■ What is asked
1. In the thread, what does one commenter suggest doing with pagelist for now?
2. Print the thread from "For pagelist, I" to "of such documents.", copying every word unchanged.

■ Article
=======

Closed iherman closed 6 years ago
@iherman aside from my comment in #338, I don't think that pagelist
and toc
can simply return an HTMLElement
.
Since they can both be contained in resources other than the entry page, we need to know the URIs of such resources as well. There's also the case of multiple resources marked as being the TOC and/or page liste as well, which requires extra attention.
Sidenote: we can usually preview such PRs but I'm not seeing any link for that right now. Is something broken in our pipeline?
I left this intentionally open for now, because the whole issue of ToC is still open as far as I am concerned, and until we have a clear idea of what we want, I do not want to touch the WebIDL. That should come when all other issues around ToC are closed.
For pagelist, I think we should, for now, simply keep it as a clone of ToC, so to say, and handle them together. This should not be done as part of this PR imho...
I think that the situation is quite different from last time. We were discussing whether the TOC could be machine friendly enough to result in a different representation in the WebIDL where it would already be parsed and ready to use for UAs.
In the current PR, there's a contradiction between:
rel
to identify a page list in resources
or readingOrder
This would be resolved by #338 if instead of HTMLElement
we implemented a getter (TBD), but even in this case, the getter wouldn't return an HTMLElement.
By the way, all of the previous comment is also true for the TOC and this is completely independent from any discussion about the machine readability of such documents.
I realize that I am jumping in here pretty late, but I would like to strongly recommendation against the pagelist as defined here (and in EPUB). I believe, based on various implementation considerations, that it is backwards from what is really desired to provide rich reflow<->static mappings.

=======

■ Entries shown
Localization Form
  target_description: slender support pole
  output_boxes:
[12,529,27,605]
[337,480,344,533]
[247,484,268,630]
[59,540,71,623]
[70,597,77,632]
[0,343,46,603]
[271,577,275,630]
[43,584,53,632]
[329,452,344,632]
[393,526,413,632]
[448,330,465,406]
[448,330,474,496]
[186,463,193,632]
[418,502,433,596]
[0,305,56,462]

=======

■ Results of the exercise
1. Keep it as a clone of ToC and handle the two together, outside this PR.

2.
For pagelist, I think we should, for now, simply keep it as a clone of ToC, so to say, and handle them together. This should not be done as part of this PR imho...
I think that the situation is quite different from last time. We were discussing whether the TOC could be machine friendly enough to result in a different representation in the WebIDL where it would already be parsed and ready to use for UAs.
In the current PR, there's a contradiction between:
rel
to identify a page list in resources
or readingOrder
This would be resolved by #338 if instead of HTMLElement
we implemented a getter (TBD), but even in this case, the getter wouldn't return an HTMLElement.
By the way, all of the previous comment is also true for the TOC and this is completely independent from any discussion about the machine readability of such documents.